**Problem statement:** Rewrite the records from the line that contains "# test: point to the flat" through the line that contains "[[463, 220]]", both included and with the requests kept. Add 25 to every coordinate in the answers, but leave the requests and their sample output coordinates unchanged.

**Dataset excerpts:**
========

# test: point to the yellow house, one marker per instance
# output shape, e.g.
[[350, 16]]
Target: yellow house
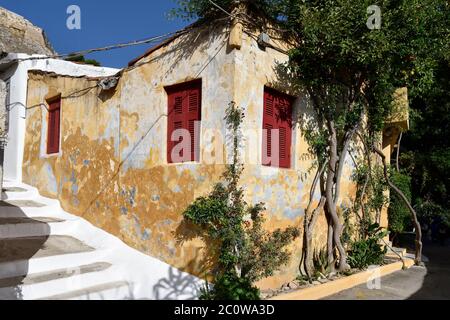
[[108, 148]]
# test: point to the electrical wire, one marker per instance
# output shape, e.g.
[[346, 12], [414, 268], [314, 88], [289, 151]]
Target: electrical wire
[[107, 48]]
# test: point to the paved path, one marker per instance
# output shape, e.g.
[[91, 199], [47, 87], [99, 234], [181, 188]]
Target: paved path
[[47, 253], [417, 283]]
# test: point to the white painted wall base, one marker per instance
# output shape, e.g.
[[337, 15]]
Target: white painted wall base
[[17, 72]]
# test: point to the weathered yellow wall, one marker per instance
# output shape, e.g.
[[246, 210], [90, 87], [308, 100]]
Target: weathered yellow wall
[[113, 171]]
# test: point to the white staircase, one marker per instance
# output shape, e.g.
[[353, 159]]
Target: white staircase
[[49, 254]]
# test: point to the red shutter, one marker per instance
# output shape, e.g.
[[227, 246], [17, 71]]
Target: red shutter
[[277, 116], [54, 127], [184, 113]]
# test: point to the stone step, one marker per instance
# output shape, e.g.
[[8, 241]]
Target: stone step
[[17, 193], [21, 204], [53, 283], [120, 290], [18, 227], [33, 208], [36, 278], [39, 247], [37, 265]]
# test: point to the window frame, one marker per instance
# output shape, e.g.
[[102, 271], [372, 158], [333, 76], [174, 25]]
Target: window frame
[[285, 124], [186, 117]]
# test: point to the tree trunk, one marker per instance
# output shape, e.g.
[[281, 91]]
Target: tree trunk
[[397, 162], [309, 225], [417, 225], [331, 207]]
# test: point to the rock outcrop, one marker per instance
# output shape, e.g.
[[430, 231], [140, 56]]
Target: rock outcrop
[[18, 35]]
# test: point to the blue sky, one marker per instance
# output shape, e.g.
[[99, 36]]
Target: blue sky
[[103, 22]]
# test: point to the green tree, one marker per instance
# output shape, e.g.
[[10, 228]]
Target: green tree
[[426, 149], [349, 72]]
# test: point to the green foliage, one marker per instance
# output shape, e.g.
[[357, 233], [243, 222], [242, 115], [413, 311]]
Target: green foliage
[[426, 148], [246, 251], [368, 251], [321, 264], [229, 286], [398, 213], [369, 200]]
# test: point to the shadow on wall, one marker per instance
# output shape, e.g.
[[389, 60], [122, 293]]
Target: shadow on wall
[[17, 248], [177, 286], [436, 285]]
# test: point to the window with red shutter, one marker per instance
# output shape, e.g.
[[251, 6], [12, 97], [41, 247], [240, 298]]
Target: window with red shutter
[[184, 112], [54, 126], [277, 129]]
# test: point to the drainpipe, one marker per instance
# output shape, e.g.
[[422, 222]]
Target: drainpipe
[[3, 133]]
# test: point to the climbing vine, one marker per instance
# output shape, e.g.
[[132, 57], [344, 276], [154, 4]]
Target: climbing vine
[[246, 252]]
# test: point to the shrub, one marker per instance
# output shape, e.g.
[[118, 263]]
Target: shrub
[[398, 213], [245, 251], [368, 251], [231, 287]]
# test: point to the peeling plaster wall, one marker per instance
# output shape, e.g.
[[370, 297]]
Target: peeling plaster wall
[[112, 169]]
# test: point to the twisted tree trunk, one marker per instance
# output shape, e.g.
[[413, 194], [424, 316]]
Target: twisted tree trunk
[[418, 259], [330, 191]]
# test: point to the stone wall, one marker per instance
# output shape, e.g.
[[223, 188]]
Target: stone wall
[[18, 35]]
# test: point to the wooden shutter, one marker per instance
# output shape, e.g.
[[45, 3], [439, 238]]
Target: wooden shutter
[[54, 126], [277, 116], [184, 113]]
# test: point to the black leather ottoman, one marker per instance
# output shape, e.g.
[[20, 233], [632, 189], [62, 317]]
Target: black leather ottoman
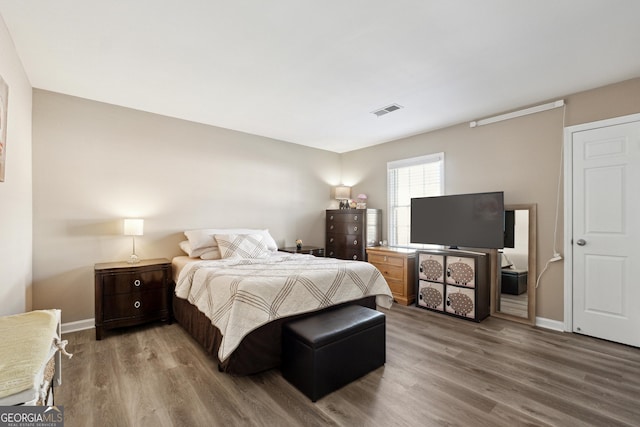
[[325, 352]]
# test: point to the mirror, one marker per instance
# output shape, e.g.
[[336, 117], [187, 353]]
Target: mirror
[[514, 295]]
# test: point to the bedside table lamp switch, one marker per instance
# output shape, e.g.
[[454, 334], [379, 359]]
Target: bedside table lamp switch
[[133, 228]]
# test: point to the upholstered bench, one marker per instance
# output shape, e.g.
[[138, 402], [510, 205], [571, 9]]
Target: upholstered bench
[[325, 352]]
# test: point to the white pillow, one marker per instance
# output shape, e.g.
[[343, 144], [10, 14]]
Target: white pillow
[[212, 253], [203, 253], [242, 246], [204, 238]]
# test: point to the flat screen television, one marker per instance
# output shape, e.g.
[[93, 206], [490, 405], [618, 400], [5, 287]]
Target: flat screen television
[[463, 220]]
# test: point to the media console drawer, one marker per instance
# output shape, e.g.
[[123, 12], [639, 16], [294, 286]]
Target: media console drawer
[[454, 282]]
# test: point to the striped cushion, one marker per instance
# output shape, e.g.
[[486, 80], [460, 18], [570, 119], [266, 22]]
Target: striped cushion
[[242, 246]]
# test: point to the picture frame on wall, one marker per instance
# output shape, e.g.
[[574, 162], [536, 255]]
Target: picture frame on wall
[[4, 103]]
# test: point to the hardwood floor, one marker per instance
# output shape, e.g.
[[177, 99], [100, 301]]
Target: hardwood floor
[[440, 371]]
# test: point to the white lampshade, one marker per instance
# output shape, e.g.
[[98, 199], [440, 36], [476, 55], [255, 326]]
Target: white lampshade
[[133, 227], [343, 192]]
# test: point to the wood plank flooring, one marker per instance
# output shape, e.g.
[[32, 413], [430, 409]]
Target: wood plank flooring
[[440, 371]]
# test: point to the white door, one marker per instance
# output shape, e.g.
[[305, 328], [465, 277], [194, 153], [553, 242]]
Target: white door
[[606, 232]]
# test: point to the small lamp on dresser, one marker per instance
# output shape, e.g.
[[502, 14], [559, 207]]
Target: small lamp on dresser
[[133, 227], [343, 193]]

========

**Output for this exercise:**
# test: point to the flat screen television, one marker per instance
# output shape, e.g.
[[93, 206], [490, 405], [618, 400], [5, 287]]
Target: flat screen television
[[488, 245]]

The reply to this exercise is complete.